- _MATERIAL PROVIDED_
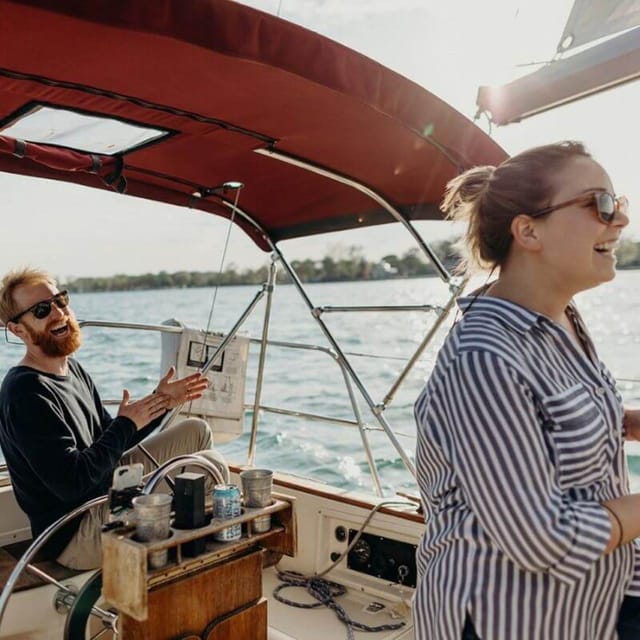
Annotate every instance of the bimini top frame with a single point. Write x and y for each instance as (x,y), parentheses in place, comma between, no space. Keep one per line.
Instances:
(221,81)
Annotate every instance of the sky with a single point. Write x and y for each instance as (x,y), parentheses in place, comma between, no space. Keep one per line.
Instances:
(448,47)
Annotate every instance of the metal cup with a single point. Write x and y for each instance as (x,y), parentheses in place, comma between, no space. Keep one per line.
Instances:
(152,514)
(256,490)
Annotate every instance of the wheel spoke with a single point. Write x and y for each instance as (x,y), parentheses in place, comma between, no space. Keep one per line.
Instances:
(101,632)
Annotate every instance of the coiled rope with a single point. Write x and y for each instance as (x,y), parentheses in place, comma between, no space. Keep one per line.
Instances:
(325,592)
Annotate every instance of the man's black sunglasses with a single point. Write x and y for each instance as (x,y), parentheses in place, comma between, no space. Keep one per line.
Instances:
(43,308)
(606,204)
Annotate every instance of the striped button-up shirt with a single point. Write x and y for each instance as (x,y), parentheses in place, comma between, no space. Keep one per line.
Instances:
(519,441)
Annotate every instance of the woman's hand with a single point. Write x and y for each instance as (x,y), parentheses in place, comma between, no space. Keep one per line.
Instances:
(631,424)
(179,391)
(143,411)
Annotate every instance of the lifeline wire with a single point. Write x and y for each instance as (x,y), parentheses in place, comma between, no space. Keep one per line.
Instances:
(325,591)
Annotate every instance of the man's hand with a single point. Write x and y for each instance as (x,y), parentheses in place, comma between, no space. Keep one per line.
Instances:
(179,391)
(631,424)
(143,411)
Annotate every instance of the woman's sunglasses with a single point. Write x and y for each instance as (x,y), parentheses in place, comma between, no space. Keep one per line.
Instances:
(607,206)
(43,308)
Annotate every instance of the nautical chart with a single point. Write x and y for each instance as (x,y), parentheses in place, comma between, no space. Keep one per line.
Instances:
(223,401)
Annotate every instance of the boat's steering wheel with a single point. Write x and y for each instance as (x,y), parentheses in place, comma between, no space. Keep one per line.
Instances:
(82,608)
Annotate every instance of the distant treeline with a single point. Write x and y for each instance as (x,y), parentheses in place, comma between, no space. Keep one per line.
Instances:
(344,264)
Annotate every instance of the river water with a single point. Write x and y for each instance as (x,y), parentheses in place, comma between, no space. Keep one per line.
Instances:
(312,382)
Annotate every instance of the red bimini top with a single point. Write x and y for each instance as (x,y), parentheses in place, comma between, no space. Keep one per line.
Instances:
(322,138)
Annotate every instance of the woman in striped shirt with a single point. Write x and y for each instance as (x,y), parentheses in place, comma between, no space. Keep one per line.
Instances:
(530,525)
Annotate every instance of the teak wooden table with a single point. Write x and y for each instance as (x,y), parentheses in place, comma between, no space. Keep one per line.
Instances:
(215,595)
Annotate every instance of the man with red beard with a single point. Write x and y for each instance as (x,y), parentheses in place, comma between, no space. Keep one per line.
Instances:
(60,443)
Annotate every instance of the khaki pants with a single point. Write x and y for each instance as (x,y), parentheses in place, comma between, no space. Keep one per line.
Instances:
(84,550)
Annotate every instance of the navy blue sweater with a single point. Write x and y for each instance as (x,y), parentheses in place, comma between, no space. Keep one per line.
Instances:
(60,444)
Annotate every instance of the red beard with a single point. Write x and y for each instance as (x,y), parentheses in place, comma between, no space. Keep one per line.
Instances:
(57,347)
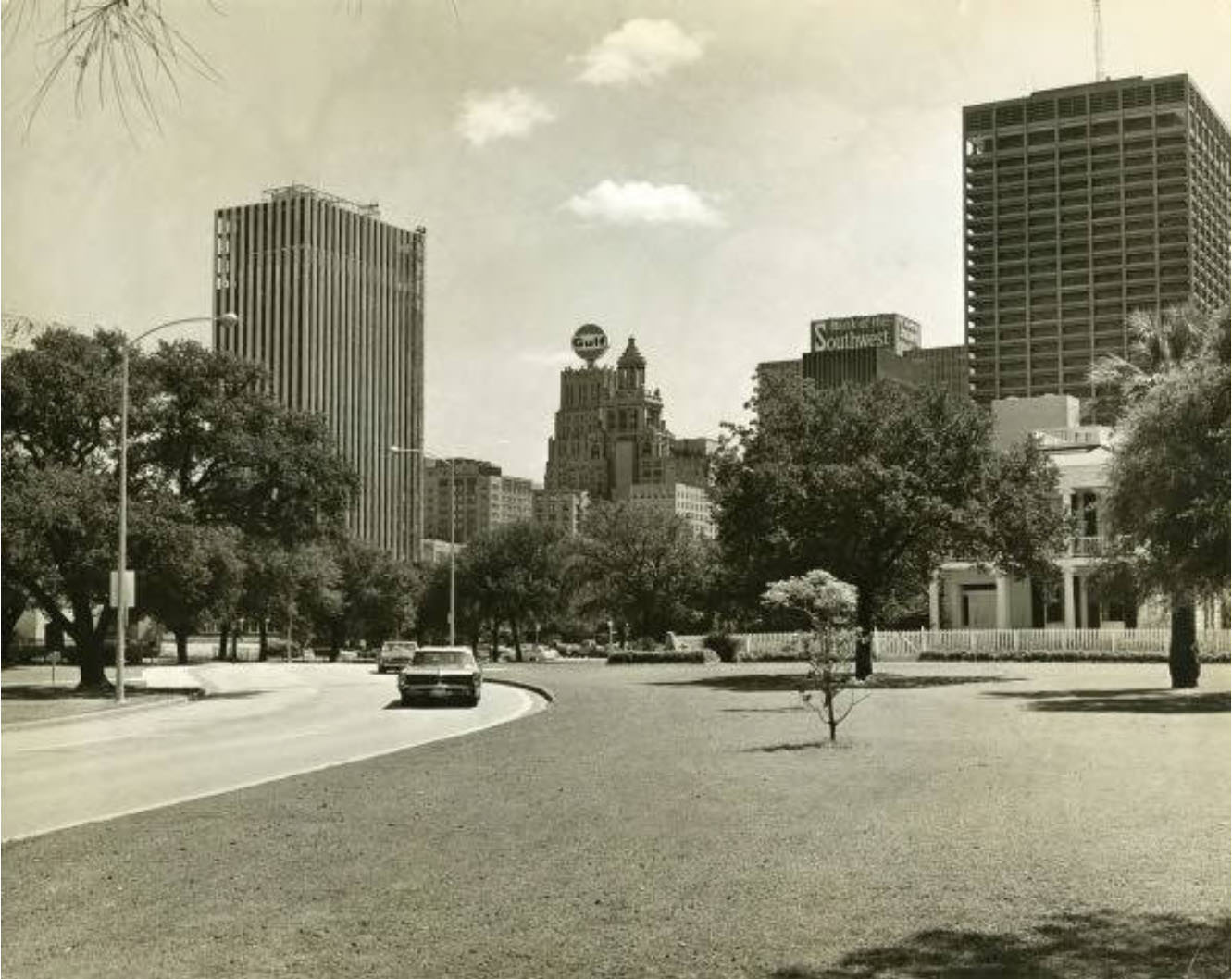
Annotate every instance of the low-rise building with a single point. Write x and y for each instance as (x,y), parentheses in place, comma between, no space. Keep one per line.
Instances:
(967,596)
(561,509)
(687,502)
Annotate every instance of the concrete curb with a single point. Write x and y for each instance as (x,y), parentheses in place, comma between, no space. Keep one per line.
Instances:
(174,696)
(523,685)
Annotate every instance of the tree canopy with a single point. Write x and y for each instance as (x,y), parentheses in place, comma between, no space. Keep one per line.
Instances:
(1167,499)
(878,484)
(641,566)
(208,450)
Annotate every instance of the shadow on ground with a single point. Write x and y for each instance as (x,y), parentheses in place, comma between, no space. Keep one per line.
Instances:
(66,692)
(1124,700)
(397,704)
(786,682)
(1084,946)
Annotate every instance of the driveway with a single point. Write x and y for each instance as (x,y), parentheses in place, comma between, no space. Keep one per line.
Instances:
(260,722)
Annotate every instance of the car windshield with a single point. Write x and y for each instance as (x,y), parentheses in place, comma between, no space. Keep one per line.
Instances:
(442,658)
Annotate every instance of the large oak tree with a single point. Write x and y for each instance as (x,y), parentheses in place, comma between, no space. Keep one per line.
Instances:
(877,484)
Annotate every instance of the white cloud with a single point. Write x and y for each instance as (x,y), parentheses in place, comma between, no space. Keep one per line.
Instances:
(509,114)
(636,202)
(640,52)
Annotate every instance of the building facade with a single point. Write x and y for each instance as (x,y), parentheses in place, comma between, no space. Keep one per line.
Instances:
(562,509)
(330,301)
(483,498)
(881,346)
(609,434)
(691,503)
(1082,204)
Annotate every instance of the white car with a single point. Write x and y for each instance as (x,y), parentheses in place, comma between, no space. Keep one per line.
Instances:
(394,654)
(442,673)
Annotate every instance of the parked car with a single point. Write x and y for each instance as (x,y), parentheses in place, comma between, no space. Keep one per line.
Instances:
(442,673)
(394,654)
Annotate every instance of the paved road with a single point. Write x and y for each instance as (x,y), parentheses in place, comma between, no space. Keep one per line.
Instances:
(261,722)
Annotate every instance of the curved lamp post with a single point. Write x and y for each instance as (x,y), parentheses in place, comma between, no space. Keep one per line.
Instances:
(423,454)
(226,319)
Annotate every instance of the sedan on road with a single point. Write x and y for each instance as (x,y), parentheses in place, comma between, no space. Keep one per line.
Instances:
(442,674)
(395,654)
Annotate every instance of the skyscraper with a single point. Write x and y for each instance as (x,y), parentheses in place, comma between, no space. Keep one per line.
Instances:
(330,301)
(1083,204)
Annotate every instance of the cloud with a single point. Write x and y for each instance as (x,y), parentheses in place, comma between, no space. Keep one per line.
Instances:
(640,52)
(504,115)
(636,202)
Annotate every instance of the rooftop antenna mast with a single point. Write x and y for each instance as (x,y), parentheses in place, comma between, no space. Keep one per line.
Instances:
(1099,41)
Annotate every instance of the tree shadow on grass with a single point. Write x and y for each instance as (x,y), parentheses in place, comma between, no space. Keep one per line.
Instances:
(789,682)
(1076,946)
(1143,700)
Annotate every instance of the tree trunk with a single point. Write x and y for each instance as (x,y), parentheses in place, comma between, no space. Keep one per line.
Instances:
(1183,647)
(864,640)
(92,654)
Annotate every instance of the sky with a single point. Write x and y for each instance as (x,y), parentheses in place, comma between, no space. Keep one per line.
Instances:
(704,175)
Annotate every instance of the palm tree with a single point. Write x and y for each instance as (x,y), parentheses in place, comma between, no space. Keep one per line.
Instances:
(1150,509)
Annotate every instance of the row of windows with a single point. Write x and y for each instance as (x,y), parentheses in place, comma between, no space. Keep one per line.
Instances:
(1071,106)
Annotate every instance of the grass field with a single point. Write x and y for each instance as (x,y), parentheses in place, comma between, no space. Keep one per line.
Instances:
(975,819)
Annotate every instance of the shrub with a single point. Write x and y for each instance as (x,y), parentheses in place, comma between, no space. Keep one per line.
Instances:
(725,646)
(631,656)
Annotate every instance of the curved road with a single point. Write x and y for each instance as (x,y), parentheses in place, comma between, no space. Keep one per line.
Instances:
(261,722)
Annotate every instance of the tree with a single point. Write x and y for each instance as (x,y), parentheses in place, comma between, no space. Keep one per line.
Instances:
(1168,488)
(639,565)
(14,602)
(205,441)
(371,599)
(513,574)
(878,484)
(829,606)
(191,573)
(59,535)
(60,416)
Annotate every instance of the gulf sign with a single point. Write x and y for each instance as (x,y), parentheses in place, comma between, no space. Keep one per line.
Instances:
(862,332)
(589,342)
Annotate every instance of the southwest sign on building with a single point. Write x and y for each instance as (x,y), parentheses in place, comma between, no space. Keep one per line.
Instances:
(863,332)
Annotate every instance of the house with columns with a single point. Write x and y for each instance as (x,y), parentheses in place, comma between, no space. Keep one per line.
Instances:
(964,595)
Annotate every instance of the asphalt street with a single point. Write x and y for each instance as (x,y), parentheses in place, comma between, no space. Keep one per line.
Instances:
(260,722)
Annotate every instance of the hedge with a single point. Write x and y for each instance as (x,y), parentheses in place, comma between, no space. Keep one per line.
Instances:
(629,656)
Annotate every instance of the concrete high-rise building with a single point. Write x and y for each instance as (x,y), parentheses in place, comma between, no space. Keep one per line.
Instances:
(483,499)
(610,438)
(1082,204)
(330,301)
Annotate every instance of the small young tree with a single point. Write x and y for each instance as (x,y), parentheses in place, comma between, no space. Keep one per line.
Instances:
(829,605)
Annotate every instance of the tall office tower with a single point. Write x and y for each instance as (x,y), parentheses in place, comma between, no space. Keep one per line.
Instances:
(1083,204)
(482,499)
(330,301)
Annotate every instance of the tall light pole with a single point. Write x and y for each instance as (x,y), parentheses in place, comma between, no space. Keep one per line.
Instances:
(226,319)
(424,454)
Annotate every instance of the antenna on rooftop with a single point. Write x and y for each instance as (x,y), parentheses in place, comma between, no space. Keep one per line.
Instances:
(1099,41)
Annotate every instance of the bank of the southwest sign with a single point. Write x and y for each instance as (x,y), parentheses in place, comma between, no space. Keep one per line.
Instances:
(856,332)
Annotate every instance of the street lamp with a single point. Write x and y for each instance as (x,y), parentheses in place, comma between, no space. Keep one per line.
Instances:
(226,319)
(423,454)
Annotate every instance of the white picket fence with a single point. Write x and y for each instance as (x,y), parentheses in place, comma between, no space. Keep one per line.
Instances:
(909,646)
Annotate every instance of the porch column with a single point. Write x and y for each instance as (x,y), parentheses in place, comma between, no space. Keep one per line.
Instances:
(1002,601)
(1068,598)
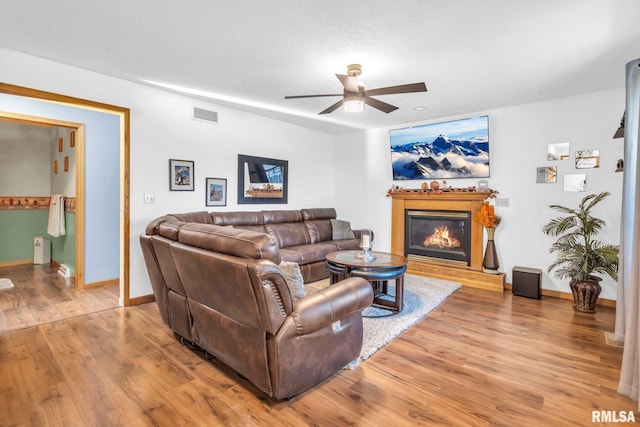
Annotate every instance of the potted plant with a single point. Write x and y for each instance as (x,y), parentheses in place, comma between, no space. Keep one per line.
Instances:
(579,254)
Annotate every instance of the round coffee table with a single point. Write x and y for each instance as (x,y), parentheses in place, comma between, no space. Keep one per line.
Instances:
(378,272)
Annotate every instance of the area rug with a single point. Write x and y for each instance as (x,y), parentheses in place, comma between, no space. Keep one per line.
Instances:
(380,327)
(6,284)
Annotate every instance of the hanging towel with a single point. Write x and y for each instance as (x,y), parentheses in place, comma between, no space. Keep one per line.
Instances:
(56,225)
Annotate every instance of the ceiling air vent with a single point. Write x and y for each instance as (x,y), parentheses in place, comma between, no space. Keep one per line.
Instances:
(205,115)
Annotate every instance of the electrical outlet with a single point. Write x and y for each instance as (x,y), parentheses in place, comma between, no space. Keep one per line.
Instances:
(502,202)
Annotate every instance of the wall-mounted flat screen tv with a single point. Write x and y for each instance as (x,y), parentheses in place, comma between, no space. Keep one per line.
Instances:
(454,149)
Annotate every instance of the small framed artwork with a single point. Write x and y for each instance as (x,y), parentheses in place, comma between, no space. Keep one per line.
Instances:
(575,182)
(558,151)
(262,180)
(546,174)
(216,189)
(181,175)
(587,159)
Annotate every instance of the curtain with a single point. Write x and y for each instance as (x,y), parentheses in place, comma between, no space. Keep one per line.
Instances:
(627,327)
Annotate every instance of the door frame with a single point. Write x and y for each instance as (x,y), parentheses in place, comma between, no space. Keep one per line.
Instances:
(124,114)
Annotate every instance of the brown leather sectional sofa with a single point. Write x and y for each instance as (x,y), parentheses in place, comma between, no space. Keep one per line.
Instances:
(218,285)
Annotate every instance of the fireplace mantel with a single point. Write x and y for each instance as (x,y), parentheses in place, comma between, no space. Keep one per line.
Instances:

- _WHAT YOU SHOULD DO_
Read through the data above. Report each line that has the word "beard".

- _WORKED SOLUTION_
Annotate every instance of the man with red beard with a single point. Write x and y for each instance as (x,y), parentheses in place, comma between, no space. Keep one per line.
Annotate every instance of the red beard with a single point. Write x and y for each instance as (x,y), parentheses in place, comma between, no space. Keep one per line.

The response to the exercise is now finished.